Written exercise:
Show each line of the records that contains the string "texture". The match is case-sensitive.

Recorded data:
## begin
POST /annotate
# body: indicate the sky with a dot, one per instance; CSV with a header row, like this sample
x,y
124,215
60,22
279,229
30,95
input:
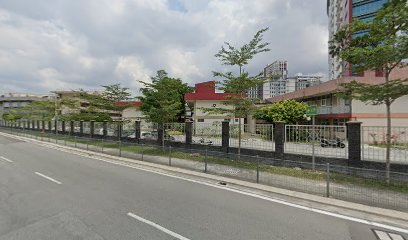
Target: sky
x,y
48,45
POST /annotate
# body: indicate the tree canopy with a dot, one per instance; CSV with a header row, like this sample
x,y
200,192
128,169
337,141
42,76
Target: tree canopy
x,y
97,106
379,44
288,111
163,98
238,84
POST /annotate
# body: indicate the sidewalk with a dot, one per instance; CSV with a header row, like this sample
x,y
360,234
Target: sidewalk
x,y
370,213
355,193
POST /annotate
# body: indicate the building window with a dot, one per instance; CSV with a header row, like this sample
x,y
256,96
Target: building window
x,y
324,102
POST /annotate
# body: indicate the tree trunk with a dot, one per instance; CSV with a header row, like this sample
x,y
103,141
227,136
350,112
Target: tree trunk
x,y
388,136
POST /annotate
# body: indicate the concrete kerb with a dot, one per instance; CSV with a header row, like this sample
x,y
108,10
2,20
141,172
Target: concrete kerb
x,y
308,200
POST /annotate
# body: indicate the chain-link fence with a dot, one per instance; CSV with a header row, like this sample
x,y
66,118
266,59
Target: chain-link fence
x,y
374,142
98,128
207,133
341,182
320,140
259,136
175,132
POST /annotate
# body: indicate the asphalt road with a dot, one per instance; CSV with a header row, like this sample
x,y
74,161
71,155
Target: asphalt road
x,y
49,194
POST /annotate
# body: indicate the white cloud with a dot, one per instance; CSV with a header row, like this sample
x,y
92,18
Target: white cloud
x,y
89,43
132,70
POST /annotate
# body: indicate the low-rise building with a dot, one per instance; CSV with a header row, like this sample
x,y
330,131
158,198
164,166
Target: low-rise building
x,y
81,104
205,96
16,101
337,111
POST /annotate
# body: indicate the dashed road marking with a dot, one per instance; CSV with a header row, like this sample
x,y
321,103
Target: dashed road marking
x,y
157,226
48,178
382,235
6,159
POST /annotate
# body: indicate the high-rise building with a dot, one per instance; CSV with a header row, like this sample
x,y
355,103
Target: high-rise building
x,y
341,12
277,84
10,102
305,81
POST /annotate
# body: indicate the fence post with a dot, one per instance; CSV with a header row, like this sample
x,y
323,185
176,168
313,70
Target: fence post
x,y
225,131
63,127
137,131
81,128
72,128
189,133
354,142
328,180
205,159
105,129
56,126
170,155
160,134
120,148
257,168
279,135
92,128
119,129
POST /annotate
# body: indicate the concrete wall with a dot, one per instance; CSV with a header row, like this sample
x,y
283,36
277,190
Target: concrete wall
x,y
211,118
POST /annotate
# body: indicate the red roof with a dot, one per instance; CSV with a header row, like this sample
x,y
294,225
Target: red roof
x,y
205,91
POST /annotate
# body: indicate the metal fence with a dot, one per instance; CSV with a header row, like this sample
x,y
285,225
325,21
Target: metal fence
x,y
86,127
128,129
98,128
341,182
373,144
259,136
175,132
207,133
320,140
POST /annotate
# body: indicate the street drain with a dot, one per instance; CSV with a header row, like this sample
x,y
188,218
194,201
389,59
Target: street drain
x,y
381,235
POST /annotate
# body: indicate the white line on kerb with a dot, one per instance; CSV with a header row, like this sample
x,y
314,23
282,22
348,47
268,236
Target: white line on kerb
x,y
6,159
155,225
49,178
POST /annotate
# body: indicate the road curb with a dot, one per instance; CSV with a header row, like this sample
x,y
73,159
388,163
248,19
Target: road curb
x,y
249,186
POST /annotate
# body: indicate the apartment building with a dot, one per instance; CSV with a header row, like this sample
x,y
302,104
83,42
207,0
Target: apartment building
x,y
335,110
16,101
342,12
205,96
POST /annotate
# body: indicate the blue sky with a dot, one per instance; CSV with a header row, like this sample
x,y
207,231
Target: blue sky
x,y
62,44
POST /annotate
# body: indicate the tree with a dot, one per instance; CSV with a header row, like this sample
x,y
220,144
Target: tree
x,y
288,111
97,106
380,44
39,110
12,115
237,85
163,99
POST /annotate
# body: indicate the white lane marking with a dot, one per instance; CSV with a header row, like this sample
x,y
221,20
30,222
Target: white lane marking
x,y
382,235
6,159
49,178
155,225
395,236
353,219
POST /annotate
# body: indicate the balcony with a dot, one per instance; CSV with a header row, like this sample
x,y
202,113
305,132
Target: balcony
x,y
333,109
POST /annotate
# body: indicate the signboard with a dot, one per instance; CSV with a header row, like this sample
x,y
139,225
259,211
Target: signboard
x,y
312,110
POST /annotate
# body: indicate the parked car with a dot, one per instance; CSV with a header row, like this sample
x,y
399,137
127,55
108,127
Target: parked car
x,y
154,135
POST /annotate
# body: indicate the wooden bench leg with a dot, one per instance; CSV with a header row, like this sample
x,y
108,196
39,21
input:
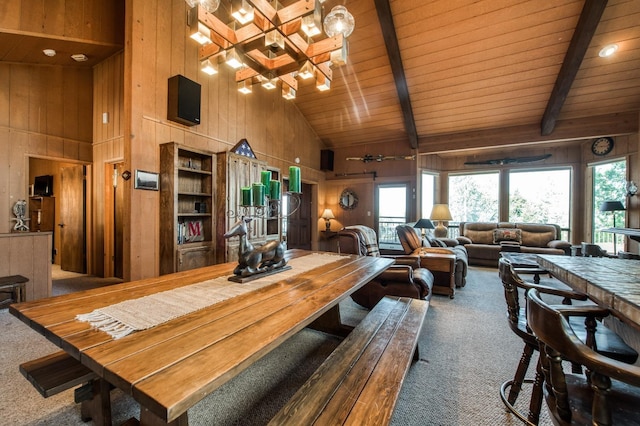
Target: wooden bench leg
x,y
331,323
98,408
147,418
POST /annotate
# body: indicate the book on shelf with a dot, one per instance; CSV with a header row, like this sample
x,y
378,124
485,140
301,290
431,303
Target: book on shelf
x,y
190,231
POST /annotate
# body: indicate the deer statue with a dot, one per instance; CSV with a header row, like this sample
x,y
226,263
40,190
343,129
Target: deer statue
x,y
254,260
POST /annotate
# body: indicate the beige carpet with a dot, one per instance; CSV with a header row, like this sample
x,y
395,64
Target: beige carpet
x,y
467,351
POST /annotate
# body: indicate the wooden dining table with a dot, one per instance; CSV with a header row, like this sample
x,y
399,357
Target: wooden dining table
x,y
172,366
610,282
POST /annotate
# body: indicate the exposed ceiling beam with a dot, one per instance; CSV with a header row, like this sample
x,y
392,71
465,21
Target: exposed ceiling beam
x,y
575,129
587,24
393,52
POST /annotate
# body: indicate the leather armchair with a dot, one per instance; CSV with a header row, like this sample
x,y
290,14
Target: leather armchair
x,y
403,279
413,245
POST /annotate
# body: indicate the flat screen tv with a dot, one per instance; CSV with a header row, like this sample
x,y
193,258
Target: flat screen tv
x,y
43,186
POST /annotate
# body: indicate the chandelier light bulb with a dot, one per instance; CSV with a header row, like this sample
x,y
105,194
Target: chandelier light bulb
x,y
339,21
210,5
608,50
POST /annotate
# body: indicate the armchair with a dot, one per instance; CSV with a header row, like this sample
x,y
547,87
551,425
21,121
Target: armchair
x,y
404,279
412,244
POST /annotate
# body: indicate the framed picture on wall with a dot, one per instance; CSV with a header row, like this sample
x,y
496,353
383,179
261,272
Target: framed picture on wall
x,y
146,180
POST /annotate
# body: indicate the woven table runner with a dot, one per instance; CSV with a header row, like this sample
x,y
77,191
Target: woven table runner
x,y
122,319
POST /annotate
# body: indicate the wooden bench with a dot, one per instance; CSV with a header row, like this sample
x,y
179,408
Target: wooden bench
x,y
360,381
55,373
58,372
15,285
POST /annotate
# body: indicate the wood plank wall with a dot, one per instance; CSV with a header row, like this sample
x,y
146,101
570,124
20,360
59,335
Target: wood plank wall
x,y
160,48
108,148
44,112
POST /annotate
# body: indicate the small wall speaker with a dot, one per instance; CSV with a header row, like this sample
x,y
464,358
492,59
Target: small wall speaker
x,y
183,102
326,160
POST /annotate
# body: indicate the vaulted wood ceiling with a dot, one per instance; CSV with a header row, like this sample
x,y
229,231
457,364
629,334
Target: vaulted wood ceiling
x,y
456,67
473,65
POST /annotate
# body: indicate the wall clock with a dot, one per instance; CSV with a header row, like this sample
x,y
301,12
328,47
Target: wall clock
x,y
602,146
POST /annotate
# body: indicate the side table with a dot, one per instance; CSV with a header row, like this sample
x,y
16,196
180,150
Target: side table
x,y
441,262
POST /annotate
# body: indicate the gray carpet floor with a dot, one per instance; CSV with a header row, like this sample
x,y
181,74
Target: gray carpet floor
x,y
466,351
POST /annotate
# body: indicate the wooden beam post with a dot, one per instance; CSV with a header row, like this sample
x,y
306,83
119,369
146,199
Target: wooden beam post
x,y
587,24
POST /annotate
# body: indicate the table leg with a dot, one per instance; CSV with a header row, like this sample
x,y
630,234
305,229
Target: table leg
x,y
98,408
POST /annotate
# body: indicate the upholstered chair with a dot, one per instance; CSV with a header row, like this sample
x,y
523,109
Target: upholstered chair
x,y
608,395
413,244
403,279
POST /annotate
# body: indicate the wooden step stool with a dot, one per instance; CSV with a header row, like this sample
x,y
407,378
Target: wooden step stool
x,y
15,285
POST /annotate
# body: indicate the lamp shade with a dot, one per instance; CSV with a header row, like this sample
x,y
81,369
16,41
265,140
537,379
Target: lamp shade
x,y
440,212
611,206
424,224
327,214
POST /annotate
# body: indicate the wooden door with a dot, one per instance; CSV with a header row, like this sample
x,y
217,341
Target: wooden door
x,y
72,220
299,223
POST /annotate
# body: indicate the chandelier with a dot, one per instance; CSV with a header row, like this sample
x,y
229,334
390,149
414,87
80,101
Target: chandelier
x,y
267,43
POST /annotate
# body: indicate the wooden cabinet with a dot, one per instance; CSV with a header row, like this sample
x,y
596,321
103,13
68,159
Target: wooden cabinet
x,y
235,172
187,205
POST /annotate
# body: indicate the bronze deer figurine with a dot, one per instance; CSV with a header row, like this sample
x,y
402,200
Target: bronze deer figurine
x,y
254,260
## end
## begin
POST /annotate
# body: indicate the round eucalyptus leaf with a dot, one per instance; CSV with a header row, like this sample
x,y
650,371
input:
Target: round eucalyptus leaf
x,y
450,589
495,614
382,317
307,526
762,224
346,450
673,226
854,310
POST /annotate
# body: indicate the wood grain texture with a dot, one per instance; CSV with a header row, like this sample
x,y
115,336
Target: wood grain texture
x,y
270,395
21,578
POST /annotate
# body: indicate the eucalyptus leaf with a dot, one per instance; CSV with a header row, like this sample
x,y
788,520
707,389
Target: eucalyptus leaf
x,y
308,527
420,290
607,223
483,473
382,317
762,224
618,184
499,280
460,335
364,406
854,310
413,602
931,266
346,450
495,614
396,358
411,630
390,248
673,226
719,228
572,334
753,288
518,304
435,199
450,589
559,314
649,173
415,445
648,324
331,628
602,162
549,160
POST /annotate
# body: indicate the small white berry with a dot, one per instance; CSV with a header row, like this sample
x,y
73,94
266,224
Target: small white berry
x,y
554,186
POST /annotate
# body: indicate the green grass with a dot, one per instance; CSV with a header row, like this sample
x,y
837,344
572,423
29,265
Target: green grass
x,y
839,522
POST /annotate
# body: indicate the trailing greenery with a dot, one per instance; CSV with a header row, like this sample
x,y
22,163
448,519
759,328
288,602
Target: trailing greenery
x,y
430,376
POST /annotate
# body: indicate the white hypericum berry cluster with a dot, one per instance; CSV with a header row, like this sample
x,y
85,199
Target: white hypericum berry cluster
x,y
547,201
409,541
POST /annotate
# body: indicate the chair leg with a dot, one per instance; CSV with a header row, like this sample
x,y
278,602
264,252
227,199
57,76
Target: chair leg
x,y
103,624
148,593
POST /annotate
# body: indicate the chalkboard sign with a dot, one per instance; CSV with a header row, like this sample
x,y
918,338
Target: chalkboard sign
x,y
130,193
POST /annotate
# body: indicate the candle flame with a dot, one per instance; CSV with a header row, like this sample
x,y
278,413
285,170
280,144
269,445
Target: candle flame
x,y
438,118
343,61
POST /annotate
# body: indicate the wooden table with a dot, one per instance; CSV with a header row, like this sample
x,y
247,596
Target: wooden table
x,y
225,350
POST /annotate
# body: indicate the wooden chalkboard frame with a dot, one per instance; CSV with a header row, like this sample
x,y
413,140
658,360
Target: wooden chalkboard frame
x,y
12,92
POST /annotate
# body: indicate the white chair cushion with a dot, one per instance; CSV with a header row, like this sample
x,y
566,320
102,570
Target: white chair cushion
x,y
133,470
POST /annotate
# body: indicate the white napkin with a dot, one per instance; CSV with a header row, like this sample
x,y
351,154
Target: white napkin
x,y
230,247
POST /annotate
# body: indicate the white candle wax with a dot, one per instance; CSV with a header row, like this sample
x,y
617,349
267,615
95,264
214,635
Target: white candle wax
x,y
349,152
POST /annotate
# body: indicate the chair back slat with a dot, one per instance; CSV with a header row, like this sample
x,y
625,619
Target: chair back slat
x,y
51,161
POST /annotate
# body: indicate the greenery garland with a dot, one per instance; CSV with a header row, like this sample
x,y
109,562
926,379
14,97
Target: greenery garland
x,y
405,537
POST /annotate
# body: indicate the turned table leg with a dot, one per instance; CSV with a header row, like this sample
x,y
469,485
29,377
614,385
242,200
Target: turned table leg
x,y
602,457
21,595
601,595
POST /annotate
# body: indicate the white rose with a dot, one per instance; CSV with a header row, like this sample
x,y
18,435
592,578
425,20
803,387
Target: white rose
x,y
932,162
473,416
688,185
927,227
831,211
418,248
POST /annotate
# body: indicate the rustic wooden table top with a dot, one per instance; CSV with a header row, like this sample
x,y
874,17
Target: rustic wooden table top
## end
Response to this task:
# body: indicate the wood grain texture with a dot, one per instance; CSV with a header row, like this sample
Target: wood grain texture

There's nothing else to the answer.